DOCUMENT EXCERPT:
■ ■ ■

However, taking notes and creating bookmarks with a paper book is quite tedious. Of course, you can highlight certain paragraphs and take a picture of that page to save it in your notes' app of choice. That's literally what I do. But then how do you find this particular piece of information again? I was inspired by this article by Shaham in which he described a digital highlighter that recognizes and extracts highlighted text on a book page. Fortunately, he didn't share much code, and the web application is no longer live. Rather than using his work, I took on the challenge of rebuilding the algorithm and implementing it myself. I'm not familiar with any of the technologies used, so the real goal was to learn and have fun.
Some More Words
Before we begin, I would like to briefly explain the basic structure of this post and a few words about the technologies involved. The structure of this post resembles the path I followed when I was working on this problem and its implementation. First, to extract all the text on a book page, regardless of whether it is highlighted or not. Second, to find the outlines of the yellow highlighted areas. Finally, these two sections are merged to extract only the text that lies within the outlines of a highlighted area and is therefore highlighted text. I added some code snippets to each section, but mainly as reference for those of us that prefer to read code over words. However, I'm going to focus on explaining the concepts behind the implementation as these are transferable to other technologies.
Optical Character Recognition
Optical Character Recognition (OCR) is a process to extract written or printed text from a document - such as an image - and to convert it into digital text that can be used for further processing, e.g. to index this text in a database and access it via a search engine. Some may remember the effort of Google to digitize every book on the planet and make it available via their Google Books search, or Project Guttenberg which digitizes and provides public domain books.
I'm going to use the Tesseract OCR engine and library, and its Python wrapper PyTesseract for text extraction. But there are numerous libraries out there to extract text from an image. In a real world application I would probably use cloud services from AWS, Google or Microsoft to handle this task.
Computer Vision
Computer Vision (CV) is a broad description of various methods to programmatically analyze, process and understand an image. It's often used as a pre-processing or post-processing step to improve the result of the actual intended use case, for example the application of OCR.
I'm going to use the OpenCV library and its Python interface. OpenCV encompasses many functions for object detection in image and video, machine learning, image processing and many more.
Animal Farm
I have used pages from George Orwell's Animal Farm for my examples below. Since 2021, this book has entered the public domain and therefore content from this book can be shared without infringement.

■ ■ ■

AVAILABLE DATA:
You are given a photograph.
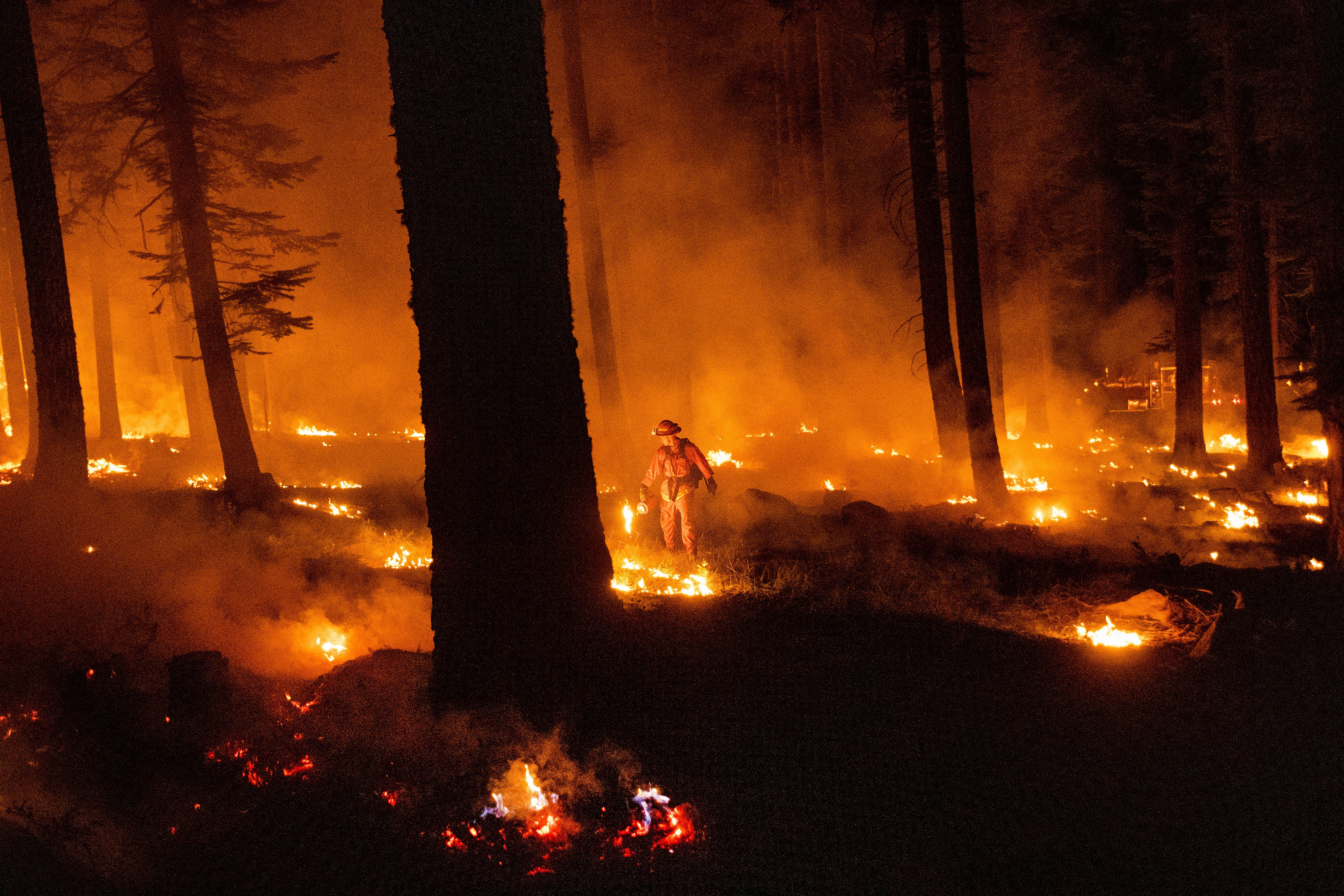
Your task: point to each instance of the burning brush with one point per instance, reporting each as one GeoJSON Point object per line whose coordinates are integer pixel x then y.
{"type": "Point", "coordinates": [526, 823]}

■ ■ ■

Put this sentence from the post above on extracting highlighted book text into Spanish: "Computer Vision (CV) is a broad description of various methods to programmatically analyze, process and understand an image."

SOLUTION FOR THIS TASK: La visión por computadora (CV) es una descripción amplia de diversos métodos para analizar, procesar y comprender una imagen de forma programática.